Saved entries

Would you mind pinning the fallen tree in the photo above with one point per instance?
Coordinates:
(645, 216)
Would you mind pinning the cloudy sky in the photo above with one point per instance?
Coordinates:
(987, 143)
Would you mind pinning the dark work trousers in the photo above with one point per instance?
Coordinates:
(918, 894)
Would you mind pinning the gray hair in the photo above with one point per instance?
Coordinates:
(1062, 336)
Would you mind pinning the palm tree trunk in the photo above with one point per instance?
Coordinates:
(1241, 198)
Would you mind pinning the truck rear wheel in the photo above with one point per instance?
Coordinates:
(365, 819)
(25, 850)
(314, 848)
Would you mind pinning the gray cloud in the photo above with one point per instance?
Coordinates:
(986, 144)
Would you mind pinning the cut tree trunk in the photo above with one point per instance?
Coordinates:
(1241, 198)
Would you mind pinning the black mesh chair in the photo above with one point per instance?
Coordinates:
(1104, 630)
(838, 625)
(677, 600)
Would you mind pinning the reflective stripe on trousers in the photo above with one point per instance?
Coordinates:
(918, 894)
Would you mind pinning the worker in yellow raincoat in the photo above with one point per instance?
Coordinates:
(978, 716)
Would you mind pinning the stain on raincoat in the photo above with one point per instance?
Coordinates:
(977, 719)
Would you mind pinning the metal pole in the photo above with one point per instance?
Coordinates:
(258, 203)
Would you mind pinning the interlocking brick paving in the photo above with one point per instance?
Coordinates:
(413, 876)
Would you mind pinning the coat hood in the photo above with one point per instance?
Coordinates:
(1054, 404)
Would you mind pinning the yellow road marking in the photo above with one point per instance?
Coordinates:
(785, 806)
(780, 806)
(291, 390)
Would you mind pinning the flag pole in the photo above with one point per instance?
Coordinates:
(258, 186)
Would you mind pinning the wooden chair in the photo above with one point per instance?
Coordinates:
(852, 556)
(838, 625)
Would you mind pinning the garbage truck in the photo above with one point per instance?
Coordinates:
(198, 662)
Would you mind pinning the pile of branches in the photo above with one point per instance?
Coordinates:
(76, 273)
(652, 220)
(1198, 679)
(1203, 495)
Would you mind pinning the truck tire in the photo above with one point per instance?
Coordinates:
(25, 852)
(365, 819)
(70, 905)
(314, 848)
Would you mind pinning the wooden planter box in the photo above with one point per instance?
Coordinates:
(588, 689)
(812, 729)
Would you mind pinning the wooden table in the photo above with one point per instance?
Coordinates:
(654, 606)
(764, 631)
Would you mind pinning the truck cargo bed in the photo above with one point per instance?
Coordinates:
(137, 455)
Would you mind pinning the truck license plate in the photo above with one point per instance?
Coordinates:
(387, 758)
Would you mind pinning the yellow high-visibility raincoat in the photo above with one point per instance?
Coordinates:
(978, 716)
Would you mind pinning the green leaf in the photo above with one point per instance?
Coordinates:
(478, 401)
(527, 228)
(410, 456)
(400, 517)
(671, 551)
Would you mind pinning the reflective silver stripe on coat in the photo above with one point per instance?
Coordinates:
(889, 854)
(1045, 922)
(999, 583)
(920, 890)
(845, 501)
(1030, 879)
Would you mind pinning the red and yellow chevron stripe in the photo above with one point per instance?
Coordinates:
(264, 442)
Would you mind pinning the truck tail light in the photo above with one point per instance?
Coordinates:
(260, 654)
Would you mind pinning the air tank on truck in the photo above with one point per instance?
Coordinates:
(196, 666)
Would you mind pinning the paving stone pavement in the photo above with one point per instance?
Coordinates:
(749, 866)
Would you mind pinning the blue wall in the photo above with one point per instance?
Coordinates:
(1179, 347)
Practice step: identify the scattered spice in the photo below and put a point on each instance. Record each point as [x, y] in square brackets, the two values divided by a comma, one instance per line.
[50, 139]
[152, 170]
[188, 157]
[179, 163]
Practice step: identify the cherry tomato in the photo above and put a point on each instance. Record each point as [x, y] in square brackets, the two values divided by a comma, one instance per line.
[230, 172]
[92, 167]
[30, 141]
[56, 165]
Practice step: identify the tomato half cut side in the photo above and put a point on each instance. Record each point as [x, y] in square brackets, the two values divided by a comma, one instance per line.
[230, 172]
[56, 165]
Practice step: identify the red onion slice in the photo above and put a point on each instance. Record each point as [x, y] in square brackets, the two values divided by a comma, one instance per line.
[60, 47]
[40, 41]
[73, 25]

...

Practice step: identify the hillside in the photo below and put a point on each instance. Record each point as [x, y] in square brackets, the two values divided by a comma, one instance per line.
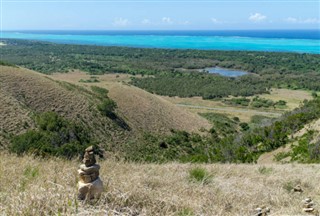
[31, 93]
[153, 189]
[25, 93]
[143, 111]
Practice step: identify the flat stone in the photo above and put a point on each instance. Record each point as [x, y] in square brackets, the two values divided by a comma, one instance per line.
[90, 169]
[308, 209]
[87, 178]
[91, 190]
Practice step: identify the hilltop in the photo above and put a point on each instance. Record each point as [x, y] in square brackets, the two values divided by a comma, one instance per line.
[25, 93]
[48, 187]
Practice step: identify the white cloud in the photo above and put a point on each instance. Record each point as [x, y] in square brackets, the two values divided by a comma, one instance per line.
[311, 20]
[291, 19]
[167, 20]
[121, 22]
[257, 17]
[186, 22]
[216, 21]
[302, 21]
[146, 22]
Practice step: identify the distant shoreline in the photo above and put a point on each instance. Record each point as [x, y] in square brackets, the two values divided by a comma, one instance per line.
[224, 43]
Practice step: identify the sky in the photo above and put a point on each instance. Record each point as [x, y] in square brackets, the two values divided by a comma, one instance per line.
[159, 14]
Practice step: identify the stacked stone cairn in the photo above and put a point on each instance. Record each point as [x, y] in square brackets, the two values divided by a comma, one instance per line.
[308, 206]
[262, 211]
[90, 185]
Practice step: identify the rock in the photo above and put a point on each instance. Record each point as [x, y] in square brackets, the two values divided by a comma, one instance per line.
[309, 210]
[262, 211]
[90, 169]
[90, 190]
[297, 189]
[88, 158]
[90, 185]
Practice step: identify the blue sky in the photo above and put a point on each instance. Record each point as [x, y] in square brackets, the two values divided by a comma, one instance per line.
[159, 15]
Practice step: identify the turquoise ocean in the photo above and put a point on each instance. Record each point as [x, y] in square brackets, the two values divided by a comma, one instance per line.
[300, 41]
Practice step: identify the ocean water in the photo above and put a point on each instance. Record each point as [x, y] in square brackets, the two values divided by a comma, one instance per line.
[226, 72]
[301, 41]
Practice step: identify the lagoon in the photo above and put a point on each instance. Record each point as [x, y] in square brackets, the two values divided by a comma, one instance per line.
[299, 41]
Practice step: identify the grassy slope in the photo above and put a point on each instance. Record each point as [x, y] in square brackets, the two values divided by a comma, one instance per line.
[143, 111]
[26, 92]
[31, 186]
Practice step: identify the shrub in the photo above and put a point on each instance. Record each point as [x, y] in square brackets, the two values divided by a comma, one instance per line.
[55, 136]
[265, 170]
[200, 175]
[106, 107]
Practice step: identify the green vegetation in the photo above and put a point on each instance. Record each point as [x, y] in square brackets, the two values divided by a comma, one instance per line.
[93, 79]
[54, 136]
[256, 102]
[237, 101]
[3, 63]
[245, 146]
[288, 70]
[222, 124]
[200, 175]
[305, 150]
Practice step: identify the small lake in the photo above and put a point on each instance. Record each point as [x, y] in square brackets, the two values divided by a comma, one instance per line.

• WHAT YOU ARE ASKED TO DO
Can you lay out the lines as a numbered list, starting at the line that contains "Would you mind pinning the cloudy" and ending with the line that contains "(1054, 404)", with blank lines left out?

• RESULT OF THE EXERCISE
1. Would you mind pinning the cloudy sky in the photo above with one point per instance?
2. Coordinates:
3. (987, 143)
4. Would you mind pinning the dark work trousers in the photo above with one point per instance?
5. Coordinates:
6. (918, 894)
7. Would you mind pinning the gray hair in the photo above with one point per instance?
8. Coordinates:
9. (1062, 336)
10. Would you mind pinning the palm tree trunk in the photo above with one point per instance?
11. Coordinates:
12. (1241, 198)
13. Would you mind pinning the truck rear wheel in the photo above with one point per instance?
14. Coordinates:
15. (365, 819)
16. (25, 850)
17. (314, 848)
18. Would you mind pinning the gray cloud in the photo above with one point per instance?
19. Coordinates:
20. (986, 144)
21. Would you mind pinning the cut tree trunk in the photo above with one point per instance?
22. Coordinates:
23. (1241, 198)
24. Would you mind pinning the black mesh chair in the photo above with one point per instance?
25. Coordinates:
26. (1104, 630)
27. (838, 625)
28. (677, 600)
29. Would you mind pinning the reflective stripe on trousers in the photo above with one point per instance?
30. Coordinates:
31. (918, 894)
32. Would you mind pinning the worker in yellow raincoat in the photo above with one point per instance?
33. Coordinates:
34. (978, 716)
35. Would you mind pinning the stain on raincoat in the photo above with one point per instance?
36. Coordinates:
37. (977, 719)
38. Would you mind pinning the metal pole in the photo above with one point per instance?
39. Coordinates:
40. (258, 203)
41. Would you mind pinning the interlocking brick paving in the photo above with one point per instance?
42. Coordinates:
43. (413, 876)
44. Would you mind pinning the coat hood in the photo above with one point per instance?
45. Coordinates:
46. (1054, 404)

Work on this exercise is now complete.